Collected data

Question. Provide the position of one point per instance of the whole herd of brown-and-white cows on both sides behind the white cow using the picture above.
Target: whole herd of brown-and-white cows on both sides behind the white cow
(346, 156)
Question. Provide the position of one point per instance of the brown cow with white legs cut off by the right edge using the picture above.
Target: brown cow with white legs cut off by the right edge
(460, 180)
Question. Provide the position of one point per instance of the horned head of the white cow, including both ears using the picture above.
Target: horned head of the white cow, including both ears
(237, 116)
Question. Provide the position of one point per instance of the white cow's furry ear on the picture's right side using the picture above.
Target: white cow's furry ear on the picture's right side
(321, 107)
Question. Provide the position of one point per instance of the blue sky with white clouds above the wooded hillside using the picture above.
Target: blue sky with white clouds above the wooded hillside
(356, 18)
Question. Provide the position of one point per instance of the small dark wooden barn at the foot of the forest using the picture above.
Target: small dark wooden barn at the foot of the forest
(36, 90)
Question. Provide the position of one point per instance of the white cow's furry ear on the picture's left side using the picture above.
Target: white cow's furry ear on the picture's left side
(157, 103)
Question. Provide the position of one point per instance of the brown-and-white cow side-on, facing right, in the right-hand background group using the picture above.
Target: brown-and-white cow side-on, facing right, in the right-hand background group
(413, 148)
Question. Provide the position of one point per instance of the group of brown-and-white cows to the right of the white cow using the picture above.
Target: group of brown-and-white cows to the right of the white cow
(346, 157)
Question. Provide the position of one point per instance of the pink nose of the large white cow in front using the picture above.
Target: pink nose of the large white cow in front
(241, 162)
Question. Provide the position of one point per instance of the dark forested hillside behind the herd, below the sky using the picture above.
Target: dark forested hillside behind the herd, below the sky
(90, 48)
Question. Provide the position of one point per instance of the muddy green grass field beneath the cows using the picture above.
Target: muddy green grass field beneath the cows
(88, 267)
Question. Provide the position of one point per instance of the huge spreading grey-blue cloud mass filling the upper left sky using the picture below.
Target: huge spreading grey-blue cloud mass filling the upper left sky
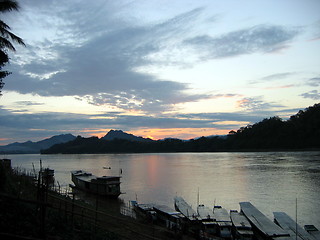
(101, 66)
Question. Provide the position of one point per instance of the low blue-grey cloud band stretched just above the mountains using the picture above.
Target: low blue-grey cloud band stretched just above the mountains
(41, 125)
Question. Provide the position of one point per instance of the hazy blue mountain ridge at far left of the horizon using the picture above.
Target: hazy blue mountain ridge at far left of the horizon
(35, 147)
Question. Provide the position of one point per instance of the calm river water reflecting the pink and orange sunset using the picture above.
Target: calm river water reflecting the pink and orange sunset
(272, 181)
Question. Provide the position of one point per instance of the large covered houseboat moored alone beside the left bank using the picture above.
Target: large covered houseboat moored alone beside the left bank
(108, 186)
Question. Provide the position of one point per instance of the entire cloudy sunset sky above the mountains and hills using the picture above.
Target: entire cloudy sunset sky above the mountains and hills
(158, 68)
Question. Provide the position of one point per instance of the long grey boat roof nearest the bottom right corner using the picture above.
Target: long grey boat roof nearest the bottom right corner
(288, 224)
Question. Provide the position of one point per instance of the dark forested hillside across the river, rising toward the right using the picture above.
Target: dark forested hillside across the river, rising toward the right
(301, 131)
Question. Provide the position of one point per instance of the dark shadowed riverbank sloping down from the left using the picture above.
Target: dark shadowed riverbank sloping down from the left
(29, 209)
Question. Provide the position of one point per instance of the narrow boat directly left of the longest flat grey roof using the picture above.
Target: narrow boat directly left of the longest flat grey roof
(241, 227)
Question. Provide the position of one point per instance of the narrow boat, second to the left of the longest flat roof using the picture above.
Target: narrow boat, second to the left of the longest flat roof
(222, 221)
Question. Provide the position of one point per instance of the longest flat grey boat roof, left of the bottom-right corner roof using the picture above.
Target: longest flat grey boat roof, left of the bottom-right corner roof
(259, 220)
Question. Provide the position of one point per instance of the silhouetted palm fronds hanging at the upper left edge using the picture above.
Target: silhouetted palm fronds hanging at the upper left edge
(7, 37)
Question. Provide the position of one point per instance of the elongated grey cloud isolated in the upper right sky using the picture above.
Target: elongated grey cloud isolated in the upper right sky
(260, 38)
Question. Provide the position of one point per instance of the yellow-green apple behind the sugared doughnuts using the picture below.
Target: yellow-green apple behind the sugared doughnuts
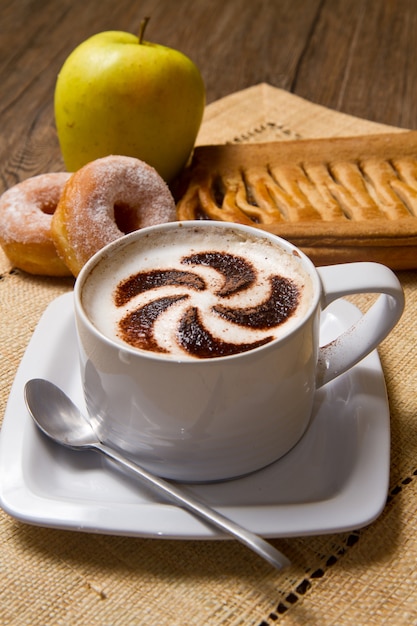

• Action item
Once the line containing "right sky using the picture above." is found, transcribe it and every line after it to the end of the records, exactly and with no pictures.

• Written solution
Question. Provide the position of one point per instance of the elongated grey cloud isolated in the upper right sky using the picture above.
Target: elongated grey cloud isolated in the upper right sky
(260, 38)
Question. Provide the position of one point per instance of the yellow-green apple behind the sugared doughnuts using the picture below.
Target: yellow-green apple behind the sugared doughnuts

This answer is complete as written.